▶ **Work to be completed**: Which lines run from the one containing "For each instance of the sky, imagine" to the end of the entries? Quote them exactly, and nothing else.

▶ **Records for this task**:
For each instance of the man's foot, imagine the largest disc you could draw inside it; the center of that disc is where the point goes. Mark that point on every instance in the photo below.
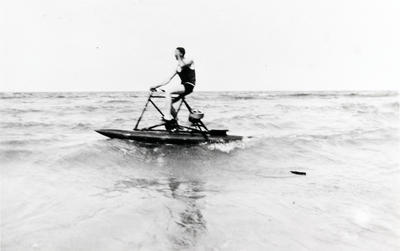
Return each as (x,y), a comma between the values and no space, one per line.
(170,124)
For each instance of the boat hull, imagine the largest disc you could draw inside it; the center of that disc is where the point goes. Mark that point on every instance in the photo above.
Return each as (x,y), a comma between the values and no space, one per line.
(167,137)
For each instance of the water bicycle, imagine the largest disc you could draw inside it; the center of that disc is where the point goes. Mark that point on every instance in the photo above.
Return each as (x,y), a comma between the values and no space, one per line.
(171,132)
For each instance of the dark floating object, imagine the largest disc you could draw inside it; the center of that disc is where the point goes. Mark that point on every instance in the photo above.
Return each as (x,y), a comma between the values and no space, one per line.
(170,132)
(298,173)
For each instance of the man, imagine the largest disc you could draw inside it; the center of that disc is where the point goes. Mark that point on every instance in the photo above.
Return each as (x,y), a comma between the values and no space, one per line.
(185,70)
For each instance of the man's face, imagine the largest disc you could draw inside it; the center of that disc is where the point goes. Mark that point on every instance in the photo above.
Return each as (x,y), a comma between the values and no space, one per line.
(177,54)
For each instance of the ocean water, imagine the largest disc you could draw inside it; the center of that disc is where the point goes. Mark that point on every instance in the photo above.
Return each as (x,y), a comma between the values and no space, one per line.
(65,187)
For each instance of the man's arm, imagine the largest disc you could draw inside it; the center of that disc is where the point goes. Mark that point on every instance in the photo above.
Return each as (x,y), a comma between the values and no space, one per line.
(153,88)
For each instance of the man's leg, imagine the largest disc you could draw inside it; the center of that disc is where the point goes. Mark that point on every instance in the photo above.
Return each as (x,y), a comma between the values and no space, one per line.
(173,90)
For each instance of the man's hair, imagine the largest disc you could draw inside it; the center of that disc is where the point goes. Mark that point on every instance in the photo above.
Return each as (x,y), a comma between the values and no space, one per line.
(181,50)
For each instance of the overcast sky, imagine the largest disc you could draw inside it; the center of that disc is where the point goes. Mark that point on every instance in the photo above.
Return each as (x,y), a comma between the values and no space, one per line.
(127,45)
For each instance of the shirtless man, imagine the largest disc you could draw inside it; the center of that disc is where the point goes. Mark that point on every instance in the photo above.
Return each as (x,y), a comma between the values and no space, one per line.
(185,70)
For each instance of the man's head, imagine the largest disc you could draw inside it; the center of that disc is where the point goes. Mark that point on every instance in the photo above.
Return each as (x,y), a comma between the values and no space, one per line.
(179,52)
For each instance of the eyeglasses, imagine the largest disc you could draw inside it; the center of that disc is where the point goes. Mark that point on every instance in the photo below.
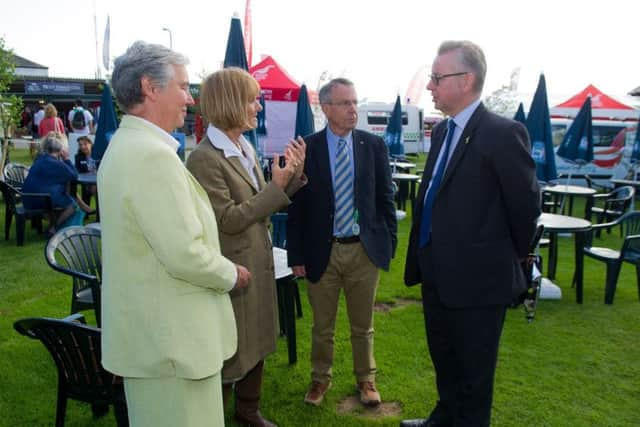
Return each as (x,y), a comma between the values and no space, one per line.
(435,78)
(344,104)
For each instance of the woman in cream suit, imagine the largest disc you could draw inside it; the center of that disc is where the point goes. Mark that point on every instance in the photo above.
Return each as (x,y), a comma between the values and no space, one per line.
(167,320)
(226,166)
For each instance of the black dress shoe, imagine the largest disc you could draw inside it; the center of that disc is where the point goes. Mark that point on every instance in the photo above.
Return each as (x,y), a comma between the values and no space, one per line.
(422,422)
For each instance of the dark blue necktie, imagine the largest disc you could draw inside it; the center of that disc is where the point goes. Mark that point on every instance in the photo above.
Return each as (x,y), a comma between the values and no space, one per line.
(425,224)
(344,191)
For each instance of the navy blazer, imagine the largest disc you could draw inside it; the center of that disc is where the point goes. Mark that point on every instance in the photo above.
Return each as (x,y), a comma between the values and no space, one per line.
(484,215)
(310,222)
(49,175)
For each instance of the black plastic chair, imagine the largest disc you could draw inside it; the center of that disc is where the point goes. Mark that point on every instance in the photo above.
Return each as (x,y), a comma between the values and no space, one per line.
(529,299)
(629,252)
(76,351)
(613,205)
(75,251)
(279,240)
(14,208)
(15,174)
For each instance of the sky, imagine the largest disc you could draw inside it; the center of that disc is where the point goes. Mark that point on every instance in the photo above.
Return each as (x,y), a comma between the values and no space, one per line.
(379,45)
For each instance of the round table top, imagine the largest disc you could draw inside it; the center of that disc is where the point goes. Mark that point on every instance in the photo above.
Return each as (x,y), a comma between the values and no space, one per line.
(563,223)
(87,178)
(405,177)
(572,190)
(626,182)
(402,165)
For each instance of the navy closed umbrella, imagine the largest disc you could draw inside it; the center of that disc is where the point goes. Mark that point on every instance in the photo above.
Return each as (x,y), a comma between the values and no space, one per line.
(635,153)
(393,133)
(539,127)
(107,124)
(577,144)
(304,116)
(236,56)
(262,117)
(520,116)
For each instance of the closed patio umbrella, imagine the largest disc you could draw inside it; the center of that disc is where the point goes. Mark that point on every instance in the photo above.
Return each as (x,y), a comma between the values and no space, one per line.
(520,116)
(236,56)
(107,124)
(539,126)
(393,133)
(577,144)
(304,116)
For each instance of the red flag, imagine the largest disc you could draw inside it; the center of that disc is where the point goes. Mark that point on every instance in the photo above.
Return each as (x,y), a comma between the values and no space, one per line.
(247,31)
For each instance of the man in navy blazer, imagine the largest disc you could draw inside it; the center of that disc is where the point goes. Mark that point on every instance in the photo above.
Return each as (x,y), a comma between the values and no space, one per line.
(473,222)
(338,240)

▶ **Output for this task**:
For each instance of the sky, imagine the largest disc you could draw inside it; the center of that disc is where the point goes. Mark that point on every instance in the photo above.
Return each as (x,y), a comma between the values and no space, one per line.
(379,45)
For each instance of the round table top, imagine the largest disc you could draw inside it; the center of that disc is where the point goes. Mark that point on every instance in the photo above.
Return each as (x,y), a comma between the values and no space, one per line.
(563,223)
(87,178)
(405,177)
(572,190)
(626,182)
(402,165)
For each instance of the navy closed umbrella, imagine the largest disc you could draw inside it; the center of that disc is where the point goes. Mark that point on every instance in the photo above.
Return each as (x,y), a comma between the values and no space, one per line.
(635,153)
(393,133)
(539,127)
(107,124)
(577,144)
(304,116)
(236,56)
(262,117)
(520,116)
For each instance of the closed patio umbrella, imagine the largest disc you could draw inside it; the center of that disc is where the point goes. Mark that point on every instance in the photo above.
Return each as (x,y), a comma between the values and no space, one per line.
(520,116)
(236,56)
(107,124)
(539,126)
(393,133)
(577,144)
(304,116)
For each instance of the red flag, imagine the largest disc you could draw inside it; the center of that disc is where the point goes. Mark that point on every instance in the photo above.
Return each as (x,y), a comma between the values and no space, one per line.
(247,31)
For each instance of the man in navy blazer, imagine the largest disc you could draw inside it; the center of that disc is where the point goes. Mark that point on every instance in the photo above.
Return each as (x,y), a comma between the values and no space, one per line.
(473,222)
(338,240)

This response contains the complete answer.